» 問題文
記録のうち、「black chair, which」を含む行から記録の最後の行までを、両端の行も含めて一字も変えずに抜き出せ。

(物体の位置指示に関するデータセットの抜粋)
--

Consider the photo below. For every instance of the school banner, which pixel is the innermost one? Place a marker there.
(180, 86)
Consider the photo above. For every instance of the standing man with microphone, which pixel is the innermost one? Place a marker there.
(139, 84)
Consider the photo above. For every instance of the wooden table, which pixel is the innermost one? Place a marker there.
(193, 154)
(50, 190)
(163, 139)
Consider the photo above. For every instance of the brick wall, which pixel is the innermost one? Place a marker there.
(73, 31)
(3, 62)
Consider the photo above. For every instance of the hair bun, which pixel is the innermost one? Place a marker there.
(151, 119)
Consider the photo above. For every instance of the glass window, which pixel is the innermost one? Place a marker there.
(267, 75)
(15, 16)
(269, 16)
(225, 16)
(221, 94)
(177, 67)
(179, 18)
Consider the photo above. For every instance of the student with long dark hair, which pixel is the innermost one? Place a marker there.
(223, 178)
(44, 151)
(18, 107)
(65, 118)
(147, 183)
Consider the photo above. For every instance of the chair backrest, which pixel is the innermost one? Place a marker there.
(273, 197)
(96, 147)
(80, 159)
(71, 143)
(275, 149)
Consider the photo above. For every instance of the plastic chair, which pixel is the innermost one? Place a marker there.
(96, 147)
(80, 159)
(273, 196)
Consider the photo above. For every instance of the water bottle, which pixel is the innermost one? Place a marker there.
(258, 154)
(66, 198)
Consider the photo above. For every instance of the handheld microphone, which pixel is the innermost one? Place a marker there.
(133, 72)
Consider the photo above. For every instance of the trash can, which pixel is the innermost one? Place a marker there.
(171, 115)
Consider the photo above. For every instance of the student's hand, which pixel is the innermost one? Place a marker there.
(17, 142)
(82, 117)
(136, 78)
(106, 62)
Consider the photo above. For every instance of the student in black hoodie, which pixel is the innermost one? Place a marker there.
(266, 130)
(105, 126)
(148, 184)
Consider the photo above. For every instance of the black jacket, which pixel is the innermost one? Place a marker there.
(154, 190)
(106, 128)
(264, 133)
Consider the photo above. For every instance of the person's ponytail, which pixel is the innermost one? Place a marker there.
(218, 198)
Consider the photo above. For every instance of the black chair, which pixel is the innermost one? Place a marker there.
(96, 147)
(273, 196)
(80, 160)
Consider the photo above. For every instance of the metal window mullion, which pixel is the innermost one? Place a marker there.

--

» 解答
Consider the photo above. For every instance of the black chair, which pixel is the innermost one? Place a marker there.
(96, 147)
(273, 196)
(80, 160)
Consider the photo above. For every instance of the metal window mullion, which pixel is the innermost one? Place a marker there.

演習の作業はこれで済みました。